**** Texto em estudo ****

Para 2021, espera-se uma retomada no pós-pandemia, com aumento de 5,8% dos investimentos. Isso não será suficiente para cobrir a retração, é verdade, mas há uma grande mudança de cenário. Metade desse investimento será em plataformas digitais, que oferecem a possibilidade de aferir com precisão o retorno sobre cada centavo investido.

Ao fazer uma campanha, por exemplo, no Google Search Ads, o anunciante sabe que paga, em média, US$ 2,32 por clique ou US$ 38,40 por mil visualizações. No Facebook, o custo médio é de US$ 1,35 e US$ 8,60, respectivamente, como mostra uma tabela do Top Draw. No fim do dia, um gestor de marketing sabe analisar com precisão onde obteve o melhor retorno - e, assim, tomar uma decisão bem embasada de escolha de canais.

****

• Tarefa proposta:
Indique se cada afirmação concorda com o texto em estudo, respondendo sim ou não e citando literalmente as palavras decisivas: (a) para 2021, espera-se um aumento de 5,8% dos investimentos; (b) a retomada prevista bastará para cobrir a retração; (c) no Facebook, o custo médio por clique é de US$ 2,32.

**** Dados de entrada ****

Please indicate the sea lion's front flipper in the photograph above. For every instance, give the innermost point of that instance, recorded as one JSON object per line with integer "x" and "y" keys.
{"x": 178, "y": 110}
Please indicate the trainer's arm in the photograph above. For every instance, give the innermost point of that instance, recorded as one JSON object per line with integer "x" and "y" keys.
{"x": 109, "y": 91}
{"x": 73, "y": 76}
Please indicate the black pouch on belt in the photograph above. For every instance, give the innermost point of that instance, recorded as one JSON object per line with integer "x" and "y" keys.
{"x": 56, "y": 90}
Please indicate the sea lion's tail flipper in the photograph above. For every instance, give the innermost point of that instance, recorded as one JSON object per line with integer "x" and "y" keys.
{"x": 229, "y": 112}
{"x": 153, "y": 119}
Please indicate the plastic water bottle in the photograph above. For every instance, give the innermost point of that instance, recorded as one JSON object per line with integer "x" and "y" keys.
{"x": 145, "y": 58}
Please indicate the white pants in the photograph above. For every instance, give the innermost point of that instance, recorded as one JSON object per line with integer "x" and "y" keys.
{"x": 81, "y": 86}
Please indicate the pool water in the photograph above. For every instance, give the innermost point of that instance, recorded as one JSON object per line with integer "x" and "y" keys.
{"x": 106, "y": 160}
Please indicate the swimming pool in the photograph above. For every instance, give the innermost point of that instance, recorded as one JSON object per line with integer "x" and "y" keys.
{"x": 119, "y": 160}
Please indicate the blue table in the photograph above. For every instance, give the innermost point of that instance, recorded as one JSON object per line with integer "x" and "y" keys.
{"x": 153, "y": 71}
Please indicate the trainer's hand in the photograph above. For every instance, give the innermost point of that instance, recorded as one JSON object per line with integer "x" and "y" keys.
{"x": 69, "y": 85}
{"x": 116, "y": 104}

****
**** Dados de entrada ****

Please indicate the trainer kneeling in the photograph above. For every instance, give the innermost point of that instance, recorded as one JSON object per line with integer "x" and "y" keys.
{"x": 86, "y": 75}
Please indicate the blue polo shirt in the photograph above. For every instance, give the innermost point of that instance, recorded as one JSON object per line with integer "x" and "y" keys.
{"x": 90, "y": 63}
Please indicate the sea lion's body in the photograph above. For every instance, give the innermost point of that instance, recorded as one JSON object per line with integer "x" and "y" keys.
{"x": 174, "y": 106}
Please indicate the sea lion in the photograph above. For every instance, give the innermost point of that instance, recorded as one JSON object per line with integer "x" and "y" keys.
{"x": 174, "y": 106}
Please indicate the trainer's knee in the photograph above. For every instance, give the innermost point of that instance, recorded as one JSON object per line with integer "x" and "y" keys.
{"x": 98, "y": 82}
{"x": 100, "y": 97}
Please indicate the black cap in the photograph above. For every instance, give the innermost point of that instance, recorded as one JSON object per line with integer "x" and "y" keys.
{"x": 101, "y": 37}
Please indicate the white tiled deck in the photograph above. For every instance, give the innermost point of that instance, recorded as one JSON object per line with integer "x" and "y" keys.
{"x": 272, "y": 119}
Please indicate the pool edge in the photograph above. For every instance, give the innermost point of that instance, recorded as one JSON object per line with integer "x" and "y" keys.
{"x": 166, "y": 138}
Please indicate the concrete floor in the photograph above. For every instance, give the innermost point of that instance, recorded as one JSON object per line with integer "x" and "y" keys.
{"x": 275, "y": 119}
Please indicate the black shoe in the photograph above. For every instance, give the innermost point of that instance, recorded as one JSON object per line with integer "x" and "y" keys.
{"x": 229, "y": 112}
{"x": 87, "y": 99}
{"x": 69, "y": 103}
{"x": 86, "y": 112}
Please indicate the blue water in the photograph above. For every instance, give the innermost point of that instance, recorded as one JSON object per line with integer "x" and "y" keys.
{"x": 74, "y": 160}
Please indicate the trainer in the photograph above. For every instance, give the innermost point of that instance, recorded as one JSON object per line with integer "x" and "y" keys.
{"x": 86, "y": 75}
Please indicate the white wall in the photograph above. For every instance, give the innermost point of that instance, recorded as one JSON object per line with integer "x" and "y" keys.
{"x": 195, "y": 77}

****

• Resultado obtido:
(a) Sim: "com aumento de 5,8% dos investimentos".
(b) Não: "Isso não será suficiente para cobrir a retração".
(c) Não: "No Facebook, o custo médio é de US$ 1,35 e US$ 8,60, respectivamente".